Given task A :: In the post on Srivijaya and Sanfoqi, where have scholars long argued Sanfoqi was located?
Given task B :: Resume the post on Srivijaya and Sanfoqi, picking up right after its final sentence.

Selected passage ::
════

Srivijaya 2.0 (12): The Lost Multinational History of the Saigon – Vũng Tàu Coast?

Over the past few months, I have been demonstrating that information in Chinese sources that has been used for the past century to write about the history of an imagined polity called “Srivijaya” is actually about Cambodia.

In particular, there is information in Chinese sources about a place called “Sanfoqi” 三佛齊 that scholars have long argued referred to a polity on the island of Sumatra based at Palembang that they claim was called “Srivijaya.”

However, as I stated in the previous post about information in a Ryukyuan source that supports my argument (indeed, it’s like the smoking gun at a crime scene), I am now 1,000,000% sure that “Sanfoqi” did not refer to a place on the island of Sumatra, but instead, that it referred to “Kambuja,” that is, “Cambodia,” or more precisely, “Angkor.”

Now that I am completely convinced that there is no possible way to argue against the idea that Sanfoqi was Cambodia, there are various related issues that need to be addressed, and one of them has to do with identifying certain place names that are associated with Sanfoqi/Cambodia in Chinese-language sources.

Some of these place names, such as “Old Port” and the “Baolin Polity,” are mentioned in the Ryukyuan source discussed in the previous post, so let us begin there.

In the early 1430s, the Ryukyu Kingdom (on what is today the island of Okinawa) engaged in relations with a place called Old Port (Jiugang 舊港; I’ve been calling this place “Old Harbor,” but most other people call it “Old Port,” so I should probably do the same).

We will try to figure out later where exactly Old Port was. For now, let us just look at what the Ryukuan sources say about Old Port.

════

Dataset content ::

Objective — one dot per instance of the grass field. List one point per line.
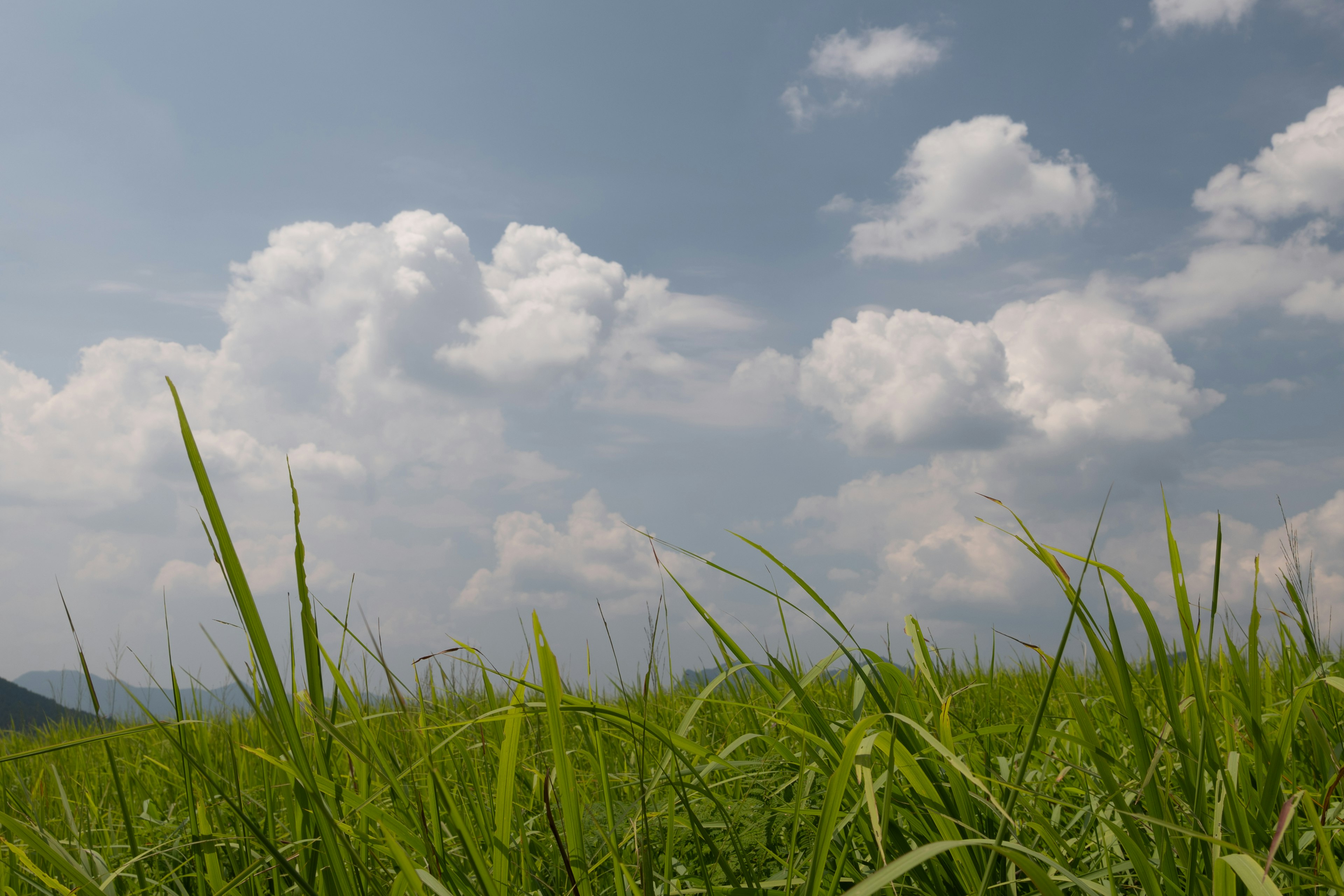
(1208, 766)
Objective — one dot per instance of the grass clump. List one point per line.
(1209, 766)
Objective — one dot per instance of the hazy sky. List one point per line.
(503, 279)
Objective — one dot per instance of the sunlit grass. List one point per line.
(1209, 766)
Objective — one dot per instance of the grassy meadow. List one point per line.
(1203, 766)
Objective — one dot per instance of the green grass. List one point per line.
(1208, 766)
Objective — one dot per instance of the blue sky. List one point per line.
(811, 273)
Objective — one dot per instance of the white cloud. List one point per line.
(918, 528)
(1083, 369)
(1300, 173)
(877, 56)
(861, 64)
(1302, 276)
(1171, 15)
(1061, 369)
(549, 295)
(908, 378)
(972, 178)
(593, 555)
(625, 342)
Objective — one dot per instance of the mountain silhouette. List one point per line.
(22, 708)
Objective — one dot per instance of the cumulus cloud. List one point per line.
(877, 56)
(549, 295)
(1083, 369)
(327, 359)
(851, 66)
(1300, 173)
(908, 378)
(928, 553)
(593, 555)
(1064, 369)
(1171, 15)
(968, 179)
(1300, 274)
(628, 342)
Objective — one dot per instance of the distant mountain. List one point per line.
(68, 688)
(22, 708)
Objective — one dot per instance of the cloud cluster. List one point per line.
(593, 555)
(347, 352)
(624, 342)
(1300, 174)
(972, 178)
(1065, 369)
(850, 68)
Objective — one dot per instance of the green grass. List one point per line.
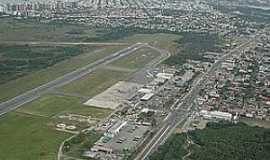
(51, 105)
(78, 144)
(137, 60)
(25, 137)
(256, 122)
(31, 81)
(21, 60)
(33, 30)
(95, 82)
(28, 133)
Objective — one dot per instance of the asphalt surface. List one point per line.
(44, 43)
(182, 108)
(61, 81)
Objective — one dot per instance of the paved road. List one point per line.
(45, 43)
(61, 81)
(182, 108)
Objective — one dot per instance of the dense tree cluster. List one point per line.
(218, 141)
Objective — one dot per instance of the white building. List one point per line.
(115, 129)
(216, 115)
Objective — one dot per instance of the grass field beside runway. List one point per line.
(35, 30)
(35, 79)
(51, 105)
(95, 82)
(28, 133)
(28, 137)
(138, 59)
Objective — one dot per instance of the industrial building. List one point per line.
(216, 115)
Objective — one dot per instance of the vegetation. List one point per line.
(192, 45)
(95, 82)
(18, 61)
(137, 59)
(77, 145)
(27, 137)
(50, 105)
(224, 141)
(45, 75)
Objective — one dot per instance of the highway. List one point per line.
(45, 43)
(65, 79)
(182, 107)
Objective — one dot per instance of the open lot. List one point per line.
(10, 28)
(95, 82)
(27, 137)
(51, 105)
(137, 59)
(115, 95)
(29, 132)
(21, 60)
(35, 79)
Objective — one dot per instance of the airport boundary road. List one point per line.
(182, 108)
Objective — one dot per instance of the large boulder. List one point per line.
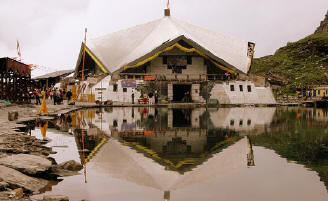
(26, 163)
(70, 165)
(15, 178)
(65, 169)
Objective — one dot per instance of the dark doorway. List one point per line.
(182, 93)
(182, 117)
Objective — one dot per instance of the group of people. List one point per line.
(149, 98)
(54, 94)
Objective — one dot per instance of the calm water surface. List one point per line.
(235, 154)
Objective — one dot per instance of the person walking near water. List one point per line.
(150, 95)
(69, 95)
(156, 97)
(132, 96)
(37, 97)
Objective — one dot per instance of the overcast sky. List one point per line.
(50, 32)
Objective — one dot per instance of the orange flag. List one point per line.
(18, 49)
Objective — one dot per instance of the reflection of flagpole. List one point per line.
(83, 60)
(83, 154)
(18, 51)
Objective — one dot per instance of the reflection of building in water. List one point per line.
(246, 120)
(174, 134)
(320, 114)
(128, 164)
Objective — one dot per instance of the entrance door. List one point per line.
(180, 92)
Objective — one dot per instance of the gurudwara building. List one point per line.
(180, 62)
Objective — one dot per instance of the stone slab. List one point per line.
(13, 177)
(26, 163)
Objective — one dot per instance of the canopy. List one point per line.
(114, 51)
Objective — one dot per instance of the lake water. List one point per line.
(228, 154)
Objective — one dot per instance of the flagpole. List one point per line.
(84, 47)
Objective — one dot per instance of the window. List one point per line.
(189, 60)
(164, 59)
(115, 123)
(232, 87)
(249, 88)
(115, 87)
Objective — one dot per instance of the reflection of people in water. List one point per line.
(187, 97)
(43, 125)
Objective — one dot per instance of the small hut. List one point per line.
(15, 80)
(50, 79)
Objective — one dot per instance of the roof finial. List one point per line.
(167, 12)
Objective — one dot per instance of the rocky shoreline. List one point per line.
(25, 166)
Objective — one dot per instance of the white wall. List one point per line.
(116, 96)
(258, 95)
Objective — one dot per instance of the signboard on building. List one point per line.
(149, 77)
(129, 84)
(92, 80)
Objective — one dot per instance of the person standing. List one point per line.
(156, 97)
(69, 95)
(37, 97)
(150, 95)
(132, 96)
(55, 96)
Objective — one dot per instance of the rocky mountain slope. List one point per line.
(297, 65)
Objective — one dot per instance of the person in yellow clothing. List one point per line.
(43, 128)
(43, 107)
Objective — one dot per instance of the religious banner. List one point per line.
(149, 77)
(92, 80)
(129, 83)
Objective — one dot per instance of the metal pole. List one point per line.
(84, 46)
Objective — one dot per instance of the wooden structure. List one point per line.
(15, 80)
(50, 79)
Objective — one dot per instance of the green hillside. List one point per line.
(297, 65)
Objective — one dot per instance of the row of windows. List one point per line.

════

Expected output A :: On the island of Sumatra, in a polity based at Palembang.

Expected output B ::
The Ryukyuan sources indicate that Old Port was governed over by a Javanese official (Sang Arya Wu 僧亞刺吳). However, those same sources also indicate that Old Port was under the authority of a place called the “Baolin Polity” (Baolin bang 寳林邦), also referred to as the “Bolin Polity.”

Later Chinese sources (from the seventeenth century) state that Baolin/Bolin was another name for Old Port, or that this was how local people referred to Old Port. Therefore, it may be the case that Old Port was the port for the Baolin Polity and that in that sense, they referred to the same place.

Meanwhile, Ryukyuan documents also make it clear that the Baolin Polity was under the authority of Sanfoqi, or what I argue was Cambodia.

Finally, one Ryukyuan document from 1431 indicates that the ruler of Sanfoqi had recently been removed from power by the king of Siam (i.e., Ayutthaya).

This comment clearly refers to the Siamese capture of Angkor in that year, an event that is recorded in Siamese sources. This record is the “smoking gun” that proves that Sanfoqi was “Kambuja,” as I have argued throughout the posts in this series.

As such, what the Ryukyuan sources demonstrate is that in the 1430s there was a chain of authority that connected the following places: Siam – Sanfoqi/Cambodia – Baolin Polity – Old Port.

Ok, so Siam is Siam, and Sanfoqi is Cambodia, but why would there be a Javanese controlling a place (Old Port) that was under Cambodian authority?

As I have argued in this series, there is information in Cambodian and Siamese sources, as well as in the Ming Veritable Records (Ming Shilu 明實錄), which indicates that Cambodia was attacked by Javanese in the late 1360s, and that they controlled some parts of the Cambodian world for many years after that point.

Old Port was clearly one of the places that Javanese controlled.

Now, to complicate matters, another point we can learn from the Ryukyuan as well as other sources is that in the 1430s the people in charge of the Baolin Polity (the place that either controlled Old Port or was where Old Port was located) were Chinese. . .

How did this happen?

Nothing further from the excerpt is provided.